◆ **TRY IT**:
What is needed is an exact transcription of every record.

◆ **RECORD EXTRACTS**:
((
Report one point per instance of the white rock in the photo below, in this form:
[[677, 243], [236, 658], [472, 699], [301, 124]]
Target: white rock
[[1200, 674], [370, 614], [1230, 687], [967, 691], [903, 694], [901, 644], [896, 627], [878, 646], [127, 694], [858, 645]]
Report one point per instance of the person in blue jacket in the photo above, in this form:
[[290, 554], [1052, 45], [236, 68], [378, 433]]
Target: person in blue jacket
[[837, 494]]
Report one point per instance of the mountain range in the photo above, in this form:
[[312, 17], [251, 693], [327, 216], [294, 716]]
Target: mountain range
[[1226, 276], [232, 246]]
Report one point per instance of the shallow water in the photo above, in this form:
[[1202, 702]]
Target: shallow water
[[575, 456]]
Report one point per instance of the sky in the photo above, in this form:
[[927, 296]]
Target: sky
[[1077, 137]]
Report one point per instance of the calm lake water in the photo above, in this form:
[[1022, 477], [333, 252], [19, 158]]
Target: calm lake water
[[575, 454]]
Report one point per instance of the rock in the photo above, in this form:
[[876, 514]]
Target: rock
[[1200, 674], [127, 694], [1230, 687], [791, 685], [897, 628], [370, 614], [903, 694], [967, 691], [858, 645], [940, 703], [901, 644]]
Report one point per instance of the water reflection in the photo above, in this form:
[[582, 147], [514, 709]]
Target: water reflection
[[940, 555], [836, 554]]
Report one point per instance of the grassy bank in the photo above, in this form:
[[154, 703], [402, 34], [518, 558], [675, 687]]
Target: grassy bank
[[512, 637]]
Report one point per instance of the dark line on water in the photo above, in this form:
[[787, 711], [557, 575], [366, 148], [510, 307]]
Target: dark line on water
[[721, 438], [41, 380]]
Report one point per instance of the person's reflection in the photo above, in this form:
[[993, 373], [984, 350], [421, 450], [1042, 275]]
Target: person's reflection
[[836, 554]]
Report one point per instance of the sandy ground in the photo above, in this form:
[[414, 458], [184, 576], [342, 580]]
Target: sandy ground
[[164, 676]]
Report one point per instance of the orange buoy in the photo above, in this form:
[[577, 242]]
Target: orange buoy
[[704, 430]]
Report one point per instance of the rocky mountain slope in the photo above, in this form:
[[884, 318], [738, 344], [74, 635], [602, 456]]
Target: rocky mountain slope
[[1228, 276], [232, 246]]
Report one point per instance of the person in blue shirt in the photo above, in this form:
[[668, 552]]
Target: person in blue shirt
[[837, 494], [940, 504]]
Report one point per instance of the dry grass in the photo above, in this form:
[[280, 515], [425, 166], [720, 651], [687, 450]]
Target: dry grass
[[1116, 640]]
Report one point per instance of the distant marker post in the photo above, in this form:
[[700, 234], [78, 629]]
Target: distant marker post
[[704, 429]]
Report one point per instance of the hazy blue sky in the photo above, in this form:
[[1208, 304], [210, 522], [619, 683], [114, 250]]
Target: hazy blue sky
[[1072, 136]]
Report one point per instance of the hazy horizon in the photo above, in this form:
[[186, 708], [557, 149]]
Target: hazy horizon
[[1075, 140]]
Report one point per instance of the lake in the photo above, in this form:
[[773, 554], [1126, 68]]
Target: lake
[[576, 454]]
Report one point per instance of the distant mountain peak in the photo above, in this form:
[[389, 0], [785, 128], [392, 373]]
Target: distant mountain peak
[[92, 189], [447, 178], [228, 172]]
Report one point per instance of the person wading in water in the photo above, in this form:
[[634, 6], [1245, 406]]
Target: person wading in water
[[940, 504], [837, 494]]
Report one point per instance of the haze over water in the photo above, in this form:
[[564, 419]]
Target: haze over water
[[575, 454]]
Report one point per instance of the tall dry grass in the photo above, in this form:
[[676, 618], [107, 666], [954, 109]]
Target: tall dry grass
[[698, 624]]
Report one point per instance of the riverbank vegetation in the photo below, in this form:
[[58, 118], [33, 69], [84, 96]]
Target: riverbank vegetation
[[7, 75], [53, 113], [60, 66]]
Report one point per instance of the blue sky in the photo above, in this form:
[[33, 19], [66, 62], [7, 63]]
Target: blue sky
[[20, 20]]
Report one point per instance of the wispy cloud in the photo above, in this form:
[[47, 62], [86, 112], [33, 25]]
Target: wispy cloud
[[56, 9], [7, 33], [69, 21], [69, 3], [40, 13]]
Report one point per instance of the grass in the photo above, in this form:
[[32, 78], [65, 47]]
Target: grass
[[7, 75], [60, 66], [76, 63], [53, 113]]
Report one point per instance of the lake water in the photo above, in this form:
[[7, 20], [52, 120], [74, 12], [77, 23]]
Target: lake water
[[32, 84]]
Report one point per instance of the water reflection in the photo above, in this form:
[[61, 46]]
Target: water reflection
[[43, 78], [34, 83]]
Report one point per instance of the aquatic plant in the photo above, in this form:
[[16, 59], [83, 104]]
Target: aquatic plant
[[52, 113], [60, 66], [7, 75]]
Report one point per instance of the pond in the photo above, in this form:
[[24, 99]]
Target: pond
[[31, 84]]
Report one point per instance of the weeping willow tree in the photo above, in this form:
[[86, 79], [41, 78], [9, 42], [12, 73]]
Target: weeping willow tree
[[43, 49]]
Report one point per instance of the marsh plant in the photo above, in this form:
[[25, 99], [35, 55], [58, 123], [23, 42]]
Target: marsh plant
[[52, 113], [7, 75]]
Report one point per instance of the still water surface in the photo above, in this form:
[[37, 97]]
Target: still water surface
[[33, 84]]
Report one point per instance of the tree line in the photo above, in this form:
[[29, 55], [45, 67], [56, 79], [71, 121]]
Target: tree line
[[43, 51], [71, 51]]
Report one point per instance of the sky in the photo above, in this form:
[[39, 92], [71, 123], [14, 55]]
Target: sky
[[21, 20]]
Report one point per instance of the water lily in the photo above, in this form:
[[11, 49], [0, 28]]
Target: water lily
))
◆ **RESULT**:
Report one point per instance of the white rock in the photo below, in this form:
[[677, 243], [236, 658], [472, 699], [301, 124]]
Target: white rock
[[1200, 674], [370, 614], [1230, 687], [967, 691], [903, 694], [901, 644], [896, 627], [878, 646], [127, 694], [858, 645]]
Report one point per instance of the person in blue jacket in the photo above, in this form:
[[290, 554], [1052, 45], [236, 68], [378, 433]]
Target: person in blue jacket
[[837, 494]]
Report one point per instance of the mountain range in the photo above, in this form:
[[312, 17], [251, 693], [327, 216], [294, 716]]
Target: mountain range
[[1226, 276], [232, 246]]
Report one point per instance of the shallow water in the photo above, in this form:
[[1202, 702]]
Target: shallow water
[[575, 456]]
Report one point per instance of the sky in the photo above, in this form:
[[927, 296]]
Target: sky
[[1077, 137]]
Report one point per instance of the calm lake water in the photo above, in this form:
[[1022, 477], [333, 252], [19, 158]]
Target: calm lake water
[[575, 454]]
Report one point per instance of the rock in the photo above, in this form:
[[876, 514]]
Target: rock
[[1200, 674], [127, 694], [1230, 687], [791, 685], [897, 628], [370, 614], [903, 694], [967, 691], [858, 645], [940, 703], [901, 644]]
Report one point per instance of the water reflection in the photo above, in this form:
[[582, 147], [514, 709]]
Target: water reflection
[[940, 555], [836, 554]]
Report one point per instance of the grassy bank in the photo above, in this form:
[[154, 703], [402, 34], [518, 558], [675, 687]]
Target: grassy bank
[[512, 637]]
Report one point per instance of the dark line on water in the photo above, in this form:
[[787, 711], [557, 575], [366, 148], [510, 307]]
Target: dark line on water
[[721, 438], [41, 380]]
Report one point per instance of the person's reflection in the photo above, in this form:
[[993, 373], [984, 350], [421, 450], [1042, 275]]
Target: person's reflection
[[836, 554]]
Report one point per instance of the sandy ground in the photo above, in this form:
[[414, 458], [184, 576], [342, 580]]
Target: sandy ground
[[164, 676]]
Report one point per instance of the orange buoy in the photo above, in this form:
[[577, 242]]
Target: orange buoy
[[704, 430]]
Report one point per instance of the rocky mountain slope in the photo above, in this form:
[[884, 318], [738, 344], [74, 635], [602, 456]]
Target: rocky mountain slope
[[1228, 276], [232, 246]]
Report one point per instance of the person in blue shirt in the photo above, in this form:
[[668, 552]]
Target: person in blue shirt
[[837, 494], [940, 504]]
Report one point per instance of the dry grass in the photo above, in this form:
[[280, 515], [425, 166], [720, 651], [687, 450]]
Target: dry grass
[[1116, 640]]
Report one point per instance of the distant marker post in the photo above, in this form:
[[700, 234], [78, 629]]
Target: distant marker post
[[704, 429]]
Report one point per instance of the hazy blue sky in the photo above, in this form:
[[1208, 304], [210, 522], [619, 683], [114, 250]]
Target: hazy blue sky
[[1072, 136]]
Report one point per instance of the hazy horizon in the photo above, in this form:
[[186, 708], [557, 149]]
Target: hazy horizon
[[1075, 140]]
Report one point per instance of the lake in the photo above, in this form:
[[773, 554], [1126, 68]]
Target: lake
[[576, 454]]
Report one point per instance of the distant mountain peak in the photo above, in this form:
[[389, 0], [785, 128], [392, 373]]
Target: distant mountain peak
[[92, 189], [447, 178], [228, 172]]
Report one point per instance of the person wading in water in the photo above, in this form:
[[634, 6], [1245, 406]]
Target: person wading in water
[[940, 504], [837, 494]]
Report one point per instance of the haze over water in the photo above, in this form:
[[564, 419]]
Target: haze over water
[[575, 454]]
Report one point per instance of the tall dry grass in the photo above, in this form:
[[676, 618], [107, 666], [954, 109]]
Target: tall dry grass
[[698, 624]]
Report one point per instance of the riverbank vegetation in the photo below, in this form:
[[58, 118], [33, 69], [84, 96]]
Target: riverbank vegetation
[[7, 75], [53, 113], [60, 66]]
Report one point per instance of the blue sky in the photo above, in this form:
[[33, 19], [66, 62], [7, 63]]
Target: blue sky
[[20, 20]]
Report one point per instance of the wispy cloud in the photo above, in this form:
[[47, 62], [86, 112], [33, 25]]
Target: wispy cloud
[[56, 9], [7, 33], [69, 21], [69, 3], [40, 13]]
Report one point per instance of the grass in the photo above, in this form:
[[32, 78], [65, 47]]
Target: grass
[[7, 75], [60, 66], [76, 63], [53, 113]]
Report one point per instance of the lake water in the photo above, in this form:
[[7, 20], [52, 120], [74, 12], [77, 23]]
Target: lake water
[[32, 84]]
Report one point per instance of the water reflection in the photo above, in this form:
[[61, 46]]
Target: water reflection
[[43, 78], [34, 83]]
Report one point per instance of the aquatic plant in the photo above, in this form:
[[16, 59], [83, 104]]
Target: aquatic plant
[[52, 113], [60, 66], [7, 75]]
Report one point per instance of the pond in the photo above, in this form:
[[24, 99]]
Target: pond
[[31, 84]]
Report one point per instance of the weeping willow tree in the photo above, in this form:
[[86, 79], [41, 78], [9, 42], [12, 73]]
Target: weeping willow tree
[[43, 49]]
Report one point per instance of the marsh plant in the photo above, in this form:
[[25, 99], [35, 55], [58, 123], [23, 42]]
Target: marsh plant
[[52, 113], [7, 75]]
Report one point per instance of the still water surface in the photo above, in this form:
[[37, 97]]
Target: still water surface
[[33, 84]]
Report one point per instance of the tree line in the photo above, in this form:
[[29, 55], [45, 67], [56, 79], [71, 121]]
Target: tree line
[[43, 51], [71, 51]]
Report one point per instance of the sky in the photo above, in this form:
[[39, 92], [71, 123], [14, 55]]
Target: sky
[[21, 20]]
Report one point per instance of the water lily in the photo above, in this form:
[[11, 49], [0, 28]]
Target: water lily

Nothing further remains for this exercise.